OBJECTIVES »
1) Rewrite the paragraph of the coredump discussion beginning "First, when dumping core" in shorter form, keeping its main facts.
2) Output the passage of the coredump discussion from "If one of the" to "will deadlock. Boom.", word for word.

EXTRACT TO READ »
* begin *

On Tuesday 17 December 2002 03:05 am, Roberto Fichera wrote:
> >I haven't rebased the patches I posted back in June for a while now.
> >
> >Attached is the patch I posted for the 2.4.18 vanilla kernel. ?Its a bit
> >controversial, but it seems to work for a number of folks. ?Let me know if
> >you have any troubles re-basing it.
>
> Only one hunk failed on include/asm-ia64/elf.h but fixed by hand.
> Why do you say a bit controversial ? One difference that I have
> notice is in coredump size after your patch. However seem to be
> working well for now. I'll try later on a SMP machine.

There are 2 issues with this implementation that will likely not effect you.


First, when dumping core of MT applications with LOTS of threads the pthread
library signals all the threads in the application to exit. Sometimes
the process that is dumping core fails to suspend other threads in the
application before some exit. The result of this is that for such
applications you will not see them in the core file.

You have to work at it to see this failure. The way I reproduce this is to
run a test application with about 555 pthread threads in it and send it a
sig_quit. When I look at the core file wont have all 555 threads. SMP makes
this effect a bit more noticeable.

Ingo's design to fix this change the exit path for thread to wait for the
core file to get dumped before finishing the process clean up. I like this
approach, I just wish I thought of it ;)

Second, the controversial issue is in the way my design pauses the other
threads in the MT application. Its not semaphore lock safe. Although no
instance of the following failure has been seen, it is possible with new
kernel code.

If one of the processes in the MT application is currently holding semaphore
lock when the dumping process pauses it, AND the dumping process does any
blocking operation that could attempt to grab this same semaphore, THEN the
core dump will deadlock. Boom.

My patch is good for developers, pending the back port of Ingo's version.

Do let me know how it works out for you.

--mgross

2002-12-18 19:05:55

by mgross

[permalink] [raw]
Subject: Re: Multithreaded coredump patch where?

On Tuesday 17 December 2002 04:14 am, Arjan van de Ven wrote:
> On Mon, 2002-12-16 at 22:21, mgross wrote:
> > I don't know if there is any plan to back port Ingo's version of this
> > feature to 2.4.x
>
> the current Red Hat Rawhide kernels have an attempt for a backport but
> it's not fully working right yet unfortionatly

Is this because you are doing both the NPTL kernel support and the
multi-threaded core dump in a combined back port making the effort more
complex?

* end *

Location identification entries:
* begin *

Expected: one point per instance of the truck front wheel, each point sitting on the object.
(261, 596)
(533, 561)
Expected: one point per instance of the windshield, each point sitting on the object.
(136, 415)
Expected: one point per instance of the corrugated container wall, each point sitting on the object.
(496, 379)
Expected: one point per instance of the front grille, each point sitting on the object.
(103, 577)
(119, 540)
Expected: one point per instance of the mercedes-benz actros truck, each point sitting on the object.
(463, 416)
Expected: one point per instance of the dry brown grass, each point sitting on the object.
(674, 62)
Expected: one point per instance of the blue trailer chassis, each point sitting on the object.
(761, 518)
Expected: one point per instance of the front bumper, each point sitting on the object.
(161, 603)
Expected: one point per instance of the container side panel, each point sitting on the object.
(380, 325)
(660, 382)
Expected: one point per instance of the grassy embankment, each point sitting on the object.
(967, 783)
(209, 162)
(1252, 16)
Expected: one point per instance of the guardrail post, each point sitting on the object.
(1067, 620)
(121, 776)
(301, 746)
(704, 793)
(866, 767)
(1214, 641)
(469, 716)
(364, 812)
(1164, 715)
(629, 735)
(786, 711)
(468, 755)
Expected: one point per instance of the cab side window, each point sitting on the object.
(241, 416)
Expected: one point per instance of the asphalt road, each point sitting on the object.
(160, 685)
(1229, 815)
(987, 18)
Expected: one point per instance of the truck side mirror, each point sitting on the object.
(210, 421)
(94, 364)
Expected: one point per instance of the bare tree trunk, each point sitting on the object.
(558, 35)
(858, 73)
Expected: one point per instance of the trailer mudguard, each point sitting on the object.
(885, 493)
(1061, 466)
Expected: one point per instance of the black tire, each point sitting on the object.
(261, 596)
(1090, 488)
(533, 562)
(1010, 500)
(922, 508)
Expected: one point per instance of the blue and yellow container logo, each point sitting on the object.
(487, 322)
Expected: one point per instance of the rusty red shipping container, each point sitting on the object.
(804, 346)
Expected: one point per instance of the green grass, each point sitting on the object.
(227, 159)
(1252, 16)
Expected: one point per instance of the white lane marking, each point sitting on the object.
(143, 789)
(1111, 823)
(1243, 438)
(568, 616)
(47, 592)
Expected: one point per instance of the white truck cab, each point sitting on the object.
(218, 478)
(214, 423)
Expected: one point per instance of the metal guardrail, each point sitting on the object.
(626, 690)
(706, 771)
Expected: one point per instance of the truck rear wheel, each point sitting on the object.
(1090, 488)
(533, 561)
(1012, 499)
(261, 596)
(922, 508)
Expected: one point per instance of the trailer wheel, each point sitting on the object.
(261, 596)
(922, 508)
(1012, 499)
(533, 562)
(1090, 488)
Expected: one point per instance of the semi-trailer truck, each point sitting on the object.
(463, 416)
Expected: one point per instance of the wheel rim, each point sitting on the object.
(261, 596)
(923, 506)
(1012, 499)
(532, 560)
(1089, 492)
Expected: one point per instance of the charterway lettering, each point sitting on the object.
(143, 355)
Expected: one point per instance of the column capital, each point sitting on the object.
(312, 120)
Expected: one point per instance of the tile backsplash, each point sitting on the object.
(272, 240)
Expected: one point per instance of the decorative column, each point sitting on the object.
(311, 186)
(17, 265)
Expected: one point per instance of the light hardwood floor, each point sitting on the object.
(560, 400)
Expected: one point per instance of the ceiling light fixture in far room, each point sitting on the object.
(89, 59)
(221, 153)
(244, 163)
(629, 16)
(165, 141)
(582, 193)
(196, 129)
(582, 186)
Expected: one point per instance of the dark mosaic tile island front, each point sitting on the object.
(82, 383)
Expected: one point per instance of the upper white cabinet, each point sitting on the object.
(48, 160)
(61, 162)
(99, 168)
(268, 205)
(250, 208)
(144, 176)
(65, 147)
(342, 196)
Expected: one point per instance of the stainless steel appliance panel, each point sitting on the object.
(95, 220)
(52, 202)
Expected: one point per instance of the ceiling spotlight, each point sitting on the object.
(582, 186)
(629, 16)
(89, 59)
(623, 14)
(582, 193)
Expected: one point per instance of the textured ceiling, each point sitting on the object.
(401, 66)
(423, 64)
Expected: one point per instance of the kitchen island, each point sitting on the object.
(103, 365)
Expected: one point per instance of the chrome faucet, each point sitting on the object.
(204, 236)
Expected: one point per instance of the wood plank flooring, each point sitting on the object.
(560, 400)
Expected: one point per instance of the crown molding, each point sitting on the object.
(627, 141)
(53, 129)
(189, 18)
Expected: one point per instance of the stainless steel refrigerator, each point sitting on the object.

* end *

RESULTS FOR THE EXERCISE »
1) When a multithreaded application with many threads dumps core, the pthread library signals all its threads to exit. The dumping process sometimes fails to suspend the other threads before some of them exit, so those threads are missing from the core file.

2)
If one of the processes in the MT application is currently holding semaphore
lock when the dumping process pauses it, AND the dumping process does any
blocking operation that could attempt to grab this same semaphore, THEN the
core dump will deadlock. Boom.